== SELECTED EXTRACT ==
- Problem Statement
- Project Objectives
- Dataset Description
- Project Structure
- Data Cleaning Pipeline
- Feature Engineering
- Imputation Strategy
- Encoding and Preprocessing
- Final Dataset Summary
- Tech Stack
- How to Run
- Results and Output
- Key Decisions and Rationale
- Limitations
- Authors
The objective of this study is to predict whether a college student will be placed or not, while simultaneously analyzing placement patterns across different academic branches. By examining factors such as CGPA, communication skills, projects completed, internship experience, and academic branch, this project develops a predictive model to estimate placement probability and identifies branches with higher placement success rates.
- Predict whether a student will receive a placement offer based on academic and skill-related features.
- Analyze placement patterns across different engineering and technology branches.
- Handle severely corrupted, noisy, and inconsistently formatted real-world data through a robust cleaning and imputation pipeline.
- Produce a fully numeric, model-ready dataset for downstream classification tasks.
| Property | Details |
|---|---|
| Source File | Raw_College_student_placement_dataset.csv |
| Raw Records | 43,500 rows |
| Raw Columns | 21 columns |
| Final Records | 40,307 rows |
| Final Columns | 10 columns |
| Target Variable | Placement (1 = Placed, 0 = Not Placed) |
| Column | Description |
|---|---|
| College_ID | Unique college identifier |
| IQ | Student IQ score |
| Prev_Sem_Result | Previous semester result |
| CGPA | Cumulative Grade Point Average |
| Academic_Performance | Academic performance score (0–10) |
| Internship_Experience | Whether the student had internship experience (Yes/No) |
| Extra_Curricular_Score | Score for extracurricular activities (0–10) |
| Communication_Skills | Communication skills rating (0–10) |
| Projects_Completed | Number of projects completed |
| Placement | Target — whether student was placed |
| college_name | Name of the college |
| sem_1_result to sem_8_result | Semester-wise results |
| branch | Academic branch of the student |
| KT | Number of backlogs (KT = Keep Term) |
| Column | Type | Description |
|---|---|---|
| IQ | Float | Student IQ score, cleaned and clipped to [50, 200] |
| Academic_Performance | Float | Academic performance score (0–10) |
| Internship_Experience | Integer | Binary — 1 = Yes, 0 = No |
| Extra_Curricular_Score | Float | Extracurricular score (0–10) |
| Communication_Skills | Float | Communication rating (0–10) |
| Projects_Completed | Integer | Count of projects completed |
| branch | String / Encoded | Standardized branch name or encoded integer |
| KT | Integer | Number of backlogs |
| CGPA_Final | Float | Reconstructed or original CGPA (0–10) |
| Placement | Integer | Target variable — 1 = Placed, 0 = Not Placed |
Placement-Prediction/
│
├── Raw_College_student_placement_dataset.csv # Original raw dataset
├── cleaned_placement_data.csv # Cleaned and imputed dataset
├── scaled_placement_data.csv # Feature-scaled dataset for modelling
├── data_modified.ipynb # Data cleaning and preprocessing pipeline
├── eda.ipynb # Exploratory Data Analysis
├── placement_model.ipynb # Model training and evaluation
└── README.md # Project documentation
The raw dataset contained severely corrupted values far beyond standard missing data. Each column required a tailored cleaning strategy.
===
- EXERCISE TASK 1
In the final dataset table of the placement prediction README, which columns are described with a range of 0–10?
- EXERCISE TASK 2
According to the placement prediction README, what does KT stand for?
Answer using only the placement prediction README.
== DATA SECTION ==
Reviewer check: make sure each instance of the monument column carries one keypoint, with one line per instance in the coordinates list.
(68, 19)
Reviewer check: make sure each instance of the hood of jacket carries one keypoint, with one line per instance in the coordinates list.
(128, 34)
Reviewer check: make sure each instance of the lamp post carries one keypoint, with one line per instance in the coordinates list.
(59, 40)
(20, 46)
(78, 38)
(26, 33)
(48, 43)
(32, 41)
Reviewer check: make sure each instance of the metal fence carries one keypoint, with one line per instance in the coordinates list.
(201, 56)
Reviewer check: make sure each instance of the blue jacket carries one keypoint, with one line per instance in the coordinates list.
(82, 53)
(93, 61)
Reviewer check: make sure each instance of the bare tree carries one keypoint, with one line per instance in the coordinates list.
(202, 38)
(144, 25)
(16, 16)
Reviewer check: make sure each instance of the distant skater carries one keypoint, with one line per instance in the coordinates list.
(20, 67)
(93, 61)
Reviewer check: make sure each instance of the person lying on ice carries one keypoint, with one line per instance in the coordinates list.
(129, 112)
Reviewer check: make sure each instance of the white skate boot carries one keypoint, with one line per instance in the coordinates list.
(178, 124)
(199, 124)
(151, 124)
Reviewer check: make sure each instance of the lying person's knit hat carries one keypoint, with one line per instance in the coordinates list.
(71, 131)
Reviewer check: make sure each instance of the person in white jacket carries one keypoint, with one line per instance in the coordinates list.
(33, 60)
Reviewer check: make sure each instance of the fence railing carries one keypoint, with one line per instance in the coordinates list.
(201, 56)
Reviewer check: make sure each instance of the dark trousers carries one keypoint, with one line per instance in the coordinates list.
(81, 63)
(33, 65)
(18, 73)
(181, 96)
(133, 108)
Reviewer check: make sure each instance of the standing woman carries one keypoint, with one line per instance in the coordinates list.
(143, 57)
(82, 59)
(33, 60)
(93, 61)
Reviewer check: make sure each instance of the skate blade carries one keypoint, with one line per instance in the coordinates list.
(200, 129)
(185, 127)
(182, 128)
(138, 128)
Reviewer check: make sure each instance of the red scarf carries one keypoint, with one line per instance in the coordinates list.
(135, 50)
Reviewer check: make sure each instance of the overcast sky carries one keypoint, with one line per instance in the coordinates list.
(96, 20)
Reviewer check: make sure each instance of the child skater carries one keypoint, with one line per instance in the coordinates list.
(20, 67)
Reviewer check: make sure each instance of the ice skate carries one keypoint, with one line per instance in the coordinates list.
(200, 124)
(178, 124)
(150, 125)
===
- TASK RESPONSE 1
Academic_Performance, Extra_Curricular_Score, Communication_Skills, CGPA_Final

- TASK RESPONSE 2
Keep Term